> PROMPT: What is needed is an exact copy of every entry.

> RECORDS FOR THE EXERCISE:
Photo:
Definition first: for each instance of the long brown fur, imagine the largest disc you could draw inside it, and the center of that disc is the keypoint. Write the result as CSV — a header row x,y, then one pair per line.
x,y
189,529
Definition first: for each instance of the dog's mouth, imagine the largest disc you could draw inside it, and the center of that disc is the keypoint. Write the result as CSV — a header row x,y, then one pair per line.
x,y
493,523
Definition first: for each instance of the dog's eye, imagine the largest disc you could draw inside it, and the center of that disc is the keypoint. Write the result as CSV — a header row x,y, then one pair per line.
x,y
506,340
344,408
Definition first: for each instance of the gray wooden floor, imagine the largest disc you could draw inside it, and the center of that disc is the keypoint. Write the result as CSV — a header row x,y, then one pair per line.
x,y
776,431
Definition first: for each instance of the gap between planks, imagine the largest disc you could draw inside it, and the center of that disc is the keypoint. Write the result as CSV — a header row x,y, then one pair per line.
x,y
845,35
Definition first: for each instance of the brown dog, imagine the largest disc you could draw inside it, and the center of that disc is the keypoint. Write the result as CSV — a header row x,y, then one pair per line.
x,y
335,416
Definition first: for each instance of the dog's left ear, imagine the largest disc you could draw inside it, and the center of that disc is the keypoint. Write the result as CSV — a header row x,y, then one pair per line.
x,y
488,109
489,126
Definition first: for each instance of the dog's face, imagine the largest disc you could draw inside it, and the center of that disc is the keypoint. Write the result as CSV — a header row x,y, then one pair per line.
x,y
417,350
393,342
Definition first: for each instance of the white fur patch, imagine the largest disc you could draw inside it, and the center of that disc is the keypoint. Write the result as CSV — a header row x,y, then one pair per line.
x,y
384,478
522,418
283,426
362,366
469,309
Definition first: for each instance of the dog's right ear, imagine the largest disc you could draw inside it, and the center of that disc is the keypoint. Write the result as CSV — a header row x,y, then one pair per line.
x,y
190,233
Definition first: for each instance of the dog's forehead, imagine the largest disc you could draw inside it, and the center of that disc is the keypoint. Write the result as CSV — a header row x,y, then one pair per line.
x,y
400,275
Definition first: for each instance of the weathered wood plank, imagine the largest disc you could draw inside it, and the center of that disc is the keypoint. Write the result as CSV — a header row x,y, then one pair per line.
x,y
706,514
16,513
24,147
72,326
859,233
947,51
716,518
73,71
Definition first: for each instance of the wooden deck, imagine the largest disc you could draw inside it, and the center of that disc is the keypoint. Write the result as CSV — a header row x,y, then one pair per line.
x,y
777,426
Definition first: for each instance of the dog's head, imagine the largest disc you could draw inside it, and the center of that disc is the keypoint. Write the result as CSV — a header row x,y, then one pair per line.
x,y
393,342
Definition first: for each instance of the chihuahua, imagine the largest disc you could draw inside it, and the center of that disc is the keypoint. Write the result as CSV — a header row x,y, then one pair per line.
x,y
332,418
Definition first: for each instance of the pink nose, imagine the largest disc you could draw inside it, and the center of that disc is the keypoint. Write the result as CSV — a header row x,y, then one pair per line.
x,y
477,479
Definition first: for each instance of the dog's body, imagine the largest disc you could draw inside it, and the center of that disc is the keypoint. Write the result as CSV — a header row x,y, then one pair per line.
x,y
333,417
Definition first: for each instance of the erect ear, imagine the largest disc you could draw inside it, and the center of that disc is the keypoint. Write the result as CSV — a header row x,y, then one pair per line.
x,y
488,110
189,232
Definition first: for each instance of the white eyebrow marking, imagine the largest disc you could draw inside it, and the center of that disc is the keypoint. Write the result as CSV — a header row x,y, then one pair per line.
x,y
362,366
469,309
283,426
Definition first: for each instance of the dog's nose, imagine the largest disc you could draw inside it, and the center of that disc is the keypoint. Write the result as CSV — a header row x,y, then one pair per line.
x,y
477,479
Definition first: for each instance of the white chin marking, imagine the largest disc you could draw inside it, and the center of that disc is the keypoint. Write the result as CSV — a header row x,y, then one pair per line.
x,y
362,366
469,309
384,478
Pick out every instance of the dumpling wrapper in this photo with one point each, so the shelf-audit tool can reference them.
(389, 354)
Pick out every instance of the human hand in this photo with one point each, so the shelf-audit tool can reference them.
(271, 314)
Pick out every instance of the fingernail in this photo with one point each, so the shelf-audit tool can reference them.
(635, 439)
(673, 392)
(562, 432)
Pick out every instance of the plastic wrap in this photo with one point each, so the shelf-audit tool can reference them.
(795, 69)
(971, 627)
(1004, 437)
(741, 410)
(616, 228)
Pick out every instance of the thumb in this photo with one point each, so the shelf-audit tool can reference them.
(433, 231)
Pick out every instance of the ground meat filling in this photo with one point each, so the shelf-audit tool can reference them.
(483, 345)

> ANSWER BOX:
Photo:
Definition first: for each instance of the long brown fur, imagine the largest disc you could draw inside it, and the center of that disc is the keypoint. Write the result as CSV — a header row x,y, then one pair per line.
x,y
189,529
Definition first: for each instance of the dog's mouth, imagine the largest disc you could draw inside it, and the center of that disc is the keypoint. Write the result as CSV — a header row x,y, then one pair per line.
x,y
493,523
Definition first: for each instance of the dog's eye, imagine the largest disc you could draw inside it, and the center of that disc is the keypoint. Write the result as CSV — a header row x,y, then one pair per line.
x,y
506,340
344,408
Definition first: for each instance of the gray wooden floor, imagine the largest disc you could draw inside it, and the center of that disc is the keypoint. Write the result as CSV — a header row x,y, then one pair per line.
x,y
776,431
Definition first: for each instance of the gap between planks, imagine the largest disc you could draw inside it, and the center of that disc is the keypoint. Write the result as CSV — a header row x,y, then one pair per line.
x,y
845,35
Definition first: for each instance of the brown dog, imagine the largest disc you could draw inside it, and the center of that disc is the keypoint. Write the result as CSV — a header row x,y, then one pair per line.
x,y
335,416
Definition first: for each instance of the dog's left ear, imagine the largest disc you could draw inside it, and the center of that disc is the keypoint. Write the result as CSV — a header row x,y, then one pair per line.
x,y
488,109
489,126
Definition first: for each instance of the dog's face, imagine the largest disc you could draw inside it, and the center of that disc is the keypoint. Write the result as CSV — a header row x,y, then one pair per line.
x,y
417,350
393,342
Definition first: for each instance of the white fur patch, imagine the largest disc you could draw inside it, and the center of that disc is the keypoint. Write the result as CSV — a header row x,y, then one pair per line.
x,y
384,478
522,418
283,426
362,366
469,309
Definition first: for each instance of the dog's right ear, imagine the largest disc you could draw inside it, and the center of that disc is the keypoint. Write the result as CSV — a header row x,y, then one pair per line.
x,y
190,233
Definition first: for each instance of the dog's forehead, imagine the largest disc you could draw inside it, and the center of that disc is the keypoint. Write the result as CSV — a header row x,y, then one pair per line.
x,y
400,275
Definition first: for each instance of the weathered wood plank, imagine the largest disc you could draw inside it, and the center of that disc is the keypoint. Write the result as CSV — a header row x,y, then one pair per line.
x,y
706,514
16,513
24,147
72,326
859,233
947,51
716,518
73,71
Definition first: for each instance of the wooden deck, imagine the largest disc you could draw inside it, and the center of that disc is the keypoint. Write the result as CSV — a header row x,y, then one pair per line.
x,y
777,426
Definition first: for each instance of the dog's head, imagine the largest disc you could draw inside it, and the center of that disc is the keypoint. Write the result as CSV — a header row x,y, then one pair per line.
x,y
393,342
Definition first: for each instance of the chihuahua, imagine the largest disc you could draw inside it, and the center of that disc is the keypoint. Write the result as CSV — a header row x,y, then one pair per line.
x,y
332,418
Definition first: for each instance of the pink nose, imagine the largest disc you could draw inside it, and the center of that disc is the keypoint. Write the result as CSV — a header row x,y, then one pair per line.
x,y
477,479
Definition first: for each instance of the dog's body, imagine the largest disc you could draw inside it, and the center of that disc is the keypoint. Write the result as CSV — a header row x,y, then one pair per line.
x,y
333,417
Definition first: for each instance of the erect ear, imagine the largest disc you could draw inside it, and the center of that disc is the keypoint. Write the result as CSV — a header row x,y, then one pair per line.
x,y
488,110
189,232
Definition first: for each instance of the white eyebrow marking, imagine the largest disc you could draw inside it, and the center of that disc is the keypoint. Write the result as CSV — a header row x,y, then one pair per line.
x,y
362,366
469,309
283,426
Definition first: for each instance of the dog's nose, imagine the largest disc you could draw inside it, and the center of that disc is the keypoint. Write the result as CSV — a header row x,y, then one pair per line.
x,y
477,479
Definition first: for each instance of the white chin marking, imagine the largest disc you could draw inside it, and the center of that disc is the keypoint. Write the result as CSV — a header row x,y, then one pair per line.
x,y
362,366
469,309
384,478
Pick out every instance of the dumpling wrapper in this photo with one point each, so the shelf-audit tool can reference them.
(389, 354)
Pick out every instance of the human hand in this photo with one point each, so the shelf-audit tool can reference them.
(271, 314)
Pick out every instance of the fingernail in this photo with one point each, so the shelf-audit tool can reference them.
(635, 439)
(673, 392)
(562, 432)
Pick out every instance of the plastic wrap in this photo with one point each, so the shelf-audit tool can reference them.
(795, 69)
(971, 627)
(1004, 437)
(741, 410)
(616, 228)
Pick out every instance of the thumb in this photo with one point each, so the shelf-audit tool can reference them.
(433, 231)
Pick out every instance of the ground meat filling in this photo with one point each, so the shelf-audit tool can reference them.
(483, 345)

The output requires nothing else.